> **TASK BRIEF**
Look through the data that follows and say how many of its lines contain "white", giving the number only.

*** EXERCISE MATERIAL ***

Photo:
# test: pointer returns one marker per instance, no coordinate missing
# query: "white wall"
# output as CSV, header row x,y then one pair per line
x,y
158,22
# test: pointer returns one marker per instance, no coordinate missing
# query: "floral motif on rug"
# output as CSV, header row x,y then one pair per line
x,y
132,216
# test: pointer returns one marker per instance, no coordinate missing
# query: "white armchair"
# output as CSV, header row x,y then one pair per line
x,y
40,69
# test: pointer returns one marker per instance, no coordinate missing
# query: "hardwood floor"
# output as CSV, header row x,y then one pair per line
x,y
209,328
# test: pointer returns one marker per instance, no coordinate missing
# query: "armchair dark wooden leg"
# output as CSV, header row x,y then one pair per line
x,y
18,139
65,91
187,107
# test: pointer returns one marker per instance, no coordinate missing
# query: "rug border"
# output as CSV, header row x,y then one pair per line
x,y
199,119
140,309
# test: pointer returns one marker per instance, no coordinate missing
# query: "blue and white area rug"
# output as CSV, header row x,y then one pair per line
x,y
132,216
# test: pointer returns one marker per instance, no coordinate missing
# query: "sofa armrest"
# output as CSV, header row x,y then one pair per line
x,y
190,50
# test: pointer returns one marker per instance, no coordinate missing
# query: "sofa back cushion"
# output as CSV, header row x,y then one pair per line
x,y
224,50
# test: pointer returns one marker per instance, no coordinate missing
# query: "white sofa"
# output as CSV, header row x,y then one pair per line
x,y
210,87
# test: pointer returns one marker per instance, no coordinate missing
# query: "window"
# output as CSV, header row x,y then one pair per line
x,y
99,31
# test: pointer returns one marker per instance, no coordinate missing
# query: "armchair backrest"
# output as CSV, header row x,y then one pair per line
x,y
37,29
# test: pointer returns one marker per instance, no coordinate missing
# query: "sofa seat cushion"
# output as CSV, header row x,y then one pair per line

*** End of EXERCISE MATERIAL ***

> **EXPECTED ANSWER**
4